**Task**
Please answer from the Chrome vulnerability advisory below: which command-line option must be used to enable renderer accessibility?

**Passage provided**
________________________
This is a friendly warning that your web-browser does not currently protecting your privacy and/or security as well as you might want. Click on this message to see more information about the issue(s) that were detected. November 29th, 2016 Google Chrome Accessibility blink::Node corruption

Google Chrome Accessibility blink::Node corruption

(The fix and CVE number for this issue are unknown)

Synopsis

A specially crafted web-page can trigger an unknown memory corruption vulnerability in Google Chrome Accessibility code. An attacker can cause code to attempt to execute a method of an object using a vftable, when the pointer to that object is not valid, or the object is not of the expected type. Successful exploitation can lead to arbitrary code execution.

Known affected software and attack vectors

  • Chrome 48.0.2540.0 dev-m on Windows (does not seem to be OS specific)

    An attacker would need to get a target user to open a specially crafted webpage. Renderer accessibility must be enabled through the "--force-renderer-accessibility" command-line option. Disabling Java­Script will not prevent an attacker from triggering the vulnerable code path.
________________________
**Given information**
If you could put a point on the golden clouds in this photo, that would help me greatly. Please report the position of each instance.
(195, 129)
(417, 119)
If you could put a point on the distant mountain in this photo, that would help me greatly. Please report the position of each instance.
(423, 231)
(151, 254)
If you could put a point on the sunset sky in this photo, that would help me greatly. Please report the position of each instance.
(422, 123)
________________________
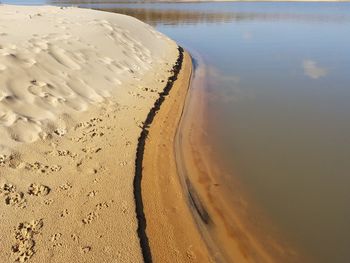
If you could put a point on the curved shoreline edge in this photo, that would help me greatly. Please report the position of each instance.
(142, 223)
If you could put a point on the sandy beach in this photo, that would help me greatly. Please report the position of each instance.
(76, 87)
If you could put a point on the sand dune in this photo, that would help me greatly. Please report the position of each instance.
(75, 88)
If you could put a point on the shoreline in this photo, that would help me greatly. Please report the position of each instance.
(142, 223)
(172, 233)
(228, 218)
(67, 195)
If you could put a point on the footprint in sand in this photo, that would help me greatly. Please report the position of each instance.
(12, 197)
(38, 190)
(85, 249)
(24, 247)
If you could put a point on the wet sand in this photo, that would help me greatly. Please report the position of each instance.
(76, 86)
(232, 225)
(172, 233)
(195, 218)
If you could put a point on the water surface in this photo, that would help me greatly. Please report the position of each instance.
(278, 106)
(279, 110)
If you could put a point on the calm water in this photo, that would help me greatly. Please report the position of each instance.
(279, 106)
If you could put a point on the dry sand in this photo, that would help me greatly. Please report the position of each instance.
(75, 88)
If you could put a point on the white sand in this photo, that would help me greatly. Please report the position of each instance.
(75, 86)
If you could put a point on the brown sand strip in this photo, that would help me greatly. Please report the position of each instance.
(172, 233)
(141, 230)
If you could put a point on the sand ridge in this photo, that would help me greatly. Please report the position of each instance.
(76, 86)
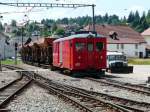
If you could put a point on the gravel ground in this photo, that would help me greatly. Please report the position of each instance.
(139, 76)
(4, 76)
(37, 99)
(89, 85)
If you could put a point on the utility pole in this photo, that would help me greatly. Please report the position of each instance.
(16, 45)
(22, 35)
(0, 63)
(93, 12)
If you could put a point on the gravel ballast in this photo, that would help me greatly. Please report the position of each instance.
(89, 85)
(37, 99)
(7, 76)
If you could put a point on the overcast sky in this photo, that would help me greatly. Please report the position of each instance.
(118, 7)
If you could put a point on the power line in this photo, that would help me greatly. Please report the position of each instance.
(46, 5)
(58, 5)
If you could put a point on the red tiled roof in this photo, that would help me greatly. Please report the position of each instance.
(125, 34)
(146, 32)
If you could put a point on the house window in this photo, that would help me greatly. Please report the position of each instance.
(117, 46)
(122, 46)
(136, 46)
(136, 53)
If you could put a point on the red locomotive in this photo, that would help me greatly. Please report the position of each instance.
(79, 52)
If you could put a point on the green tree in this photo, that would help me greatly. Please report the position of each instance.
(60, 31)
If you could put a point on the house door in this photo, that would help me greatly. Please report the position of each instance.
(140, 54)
________________________
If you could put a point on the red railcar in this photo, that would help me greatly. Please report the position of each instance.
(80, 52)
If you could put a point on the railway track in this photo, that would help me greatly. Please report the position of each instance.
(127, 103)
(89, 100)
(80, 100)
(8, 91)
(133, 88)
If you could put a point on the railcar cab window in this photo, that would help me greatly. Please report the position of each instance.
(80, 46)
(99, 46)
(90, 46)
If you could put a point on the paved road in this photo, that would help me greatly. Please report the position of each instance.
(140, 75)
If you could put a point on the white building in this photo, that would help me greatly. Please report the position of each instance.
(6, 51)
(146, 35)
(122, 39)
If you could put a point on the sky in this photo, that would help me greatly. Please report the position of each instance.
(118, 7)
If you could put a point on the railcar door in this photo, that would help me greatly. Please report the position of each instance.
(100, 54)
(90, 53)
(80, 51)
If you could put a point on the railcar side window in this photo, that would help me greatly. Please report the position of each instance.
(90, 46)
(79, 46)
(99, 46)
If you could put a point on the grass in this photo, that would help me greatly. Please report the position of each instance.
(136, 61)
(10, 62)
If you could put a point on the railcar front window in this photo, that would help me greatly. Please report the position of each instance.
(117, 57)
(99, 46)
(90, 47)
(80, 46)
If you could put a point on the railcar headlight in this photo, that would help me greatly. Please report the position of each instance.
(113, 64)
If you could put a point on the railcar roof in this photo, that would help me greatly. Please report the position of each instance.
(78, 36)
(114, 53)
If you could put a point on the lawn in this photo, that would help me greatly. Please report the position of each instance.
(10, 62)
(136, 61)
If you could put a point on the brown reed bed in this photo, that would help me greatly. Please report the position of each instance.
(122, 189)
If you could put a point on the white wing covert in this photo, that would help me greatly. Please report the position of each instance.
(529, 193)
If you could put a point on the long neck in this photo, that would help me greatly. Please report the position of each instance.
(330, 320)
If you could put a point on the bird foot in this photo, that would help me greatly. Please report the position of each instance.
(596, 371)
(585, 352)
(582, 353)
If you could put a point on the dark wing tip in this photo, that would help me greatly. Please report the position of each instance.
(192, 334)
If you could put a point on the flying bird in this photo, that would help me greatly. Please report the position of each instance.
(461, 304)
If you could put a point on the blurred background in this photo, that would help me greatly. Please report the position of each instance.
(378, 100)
________________________
**Response to this task**
--force-renderer-accessibility